### REQUIREMENT
Could you copy, word for word, the stretch of the rows below from the line containing "Where can the dry" through the end of the rows, with both ends included?

### WORKING DATA

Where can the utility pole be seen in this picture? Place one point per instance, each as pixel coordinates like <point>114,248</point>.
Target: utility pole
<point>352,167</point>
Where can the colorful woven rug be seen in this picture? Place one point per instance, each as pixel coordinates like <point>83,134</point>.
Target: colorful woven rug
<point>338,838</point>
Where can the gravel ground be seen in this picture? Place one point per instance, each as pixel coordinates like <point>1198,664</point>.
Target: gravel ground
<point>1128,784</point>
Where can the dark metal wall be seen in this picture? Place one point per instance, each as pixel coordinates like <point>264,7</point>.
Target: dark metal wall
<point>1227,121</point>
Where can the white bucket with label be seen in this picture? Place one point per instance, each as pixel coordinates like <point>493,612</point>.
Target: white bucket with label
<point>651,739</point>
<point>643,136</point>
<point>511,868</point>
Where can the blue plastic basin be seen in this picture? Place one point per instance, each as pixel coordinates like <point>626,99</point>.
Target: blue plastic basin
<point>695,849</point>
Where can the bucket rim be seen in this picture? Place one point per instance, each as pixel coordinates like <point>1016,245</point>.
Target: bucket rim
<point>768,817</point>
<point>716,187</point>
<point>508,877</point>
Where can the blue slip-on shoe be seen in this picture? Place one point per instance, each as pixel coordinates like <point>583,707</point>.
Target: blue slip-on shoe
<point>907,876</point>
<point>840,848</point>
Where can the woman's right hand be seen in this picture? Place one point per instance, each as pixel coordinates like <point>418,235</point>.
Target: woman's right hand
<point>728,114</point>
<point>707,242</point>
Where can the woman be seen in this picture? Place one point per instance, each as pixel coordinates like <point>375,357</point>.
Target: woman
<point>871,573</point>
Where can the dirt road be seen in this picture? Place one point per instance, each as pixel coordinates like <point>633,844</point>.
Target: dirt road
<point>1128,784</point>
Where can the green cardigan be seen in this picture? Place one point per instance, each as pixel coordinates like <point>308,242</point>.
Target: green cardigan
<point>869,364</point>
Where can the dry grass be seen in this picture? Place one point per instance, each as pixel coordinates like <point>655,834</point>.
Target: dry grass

### EXPECTED OUTPUT
Where can the dry grass be seen in this picture? Place one point per instance, each as pixel coordinates like <point>655,834</point>.
Target: dry grass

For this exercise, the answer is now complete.